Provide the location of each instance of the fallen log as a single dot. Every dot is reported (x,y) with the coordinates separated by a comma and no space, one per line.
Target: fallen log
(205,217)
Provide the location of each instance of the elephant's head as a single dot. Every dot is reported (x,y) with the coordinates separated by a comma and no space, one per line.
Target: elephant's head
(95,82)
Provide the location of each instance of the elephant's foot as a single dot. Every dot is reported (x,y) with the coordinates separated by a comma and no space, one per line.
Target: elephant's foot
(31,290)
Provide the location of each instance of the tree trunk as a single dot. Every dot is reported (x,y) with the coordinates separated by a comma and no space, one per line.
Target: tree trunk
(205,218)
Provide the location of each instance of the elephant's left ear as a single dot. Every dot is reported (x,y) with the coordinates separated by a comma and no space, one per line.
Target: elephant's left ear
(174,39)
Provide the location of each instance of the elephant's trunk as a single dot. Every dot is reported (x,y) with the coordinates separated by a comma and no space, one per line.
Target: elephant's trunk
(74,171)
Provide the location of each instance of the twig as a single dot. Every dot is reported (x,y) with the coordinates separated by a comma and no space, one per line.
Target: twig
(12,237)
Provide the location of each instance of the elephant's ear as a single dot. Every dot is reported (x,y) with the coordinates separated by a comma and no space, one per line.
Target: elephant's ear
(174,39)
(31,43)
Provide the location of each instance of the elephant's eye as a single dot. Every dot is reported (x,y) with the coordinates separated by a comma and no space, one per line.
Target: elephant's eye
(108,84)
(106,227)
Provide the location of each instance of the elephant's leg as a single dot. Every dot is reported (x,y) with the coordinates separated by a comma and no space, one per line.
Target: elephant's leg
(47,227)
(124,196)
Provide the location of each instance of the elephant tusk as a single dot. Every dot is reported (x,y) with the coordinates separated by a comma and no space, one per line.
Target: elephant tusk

::::::::

How to complete this task:
Search the entries above for "tusk". Show every line that has it.

Solved exercise:
Provide the location of each instance of the elephant tusk as a single dot. Every dot is reported (x,y) with the coordinates separated by a comma and no space, one per line.
Target: elephant tusk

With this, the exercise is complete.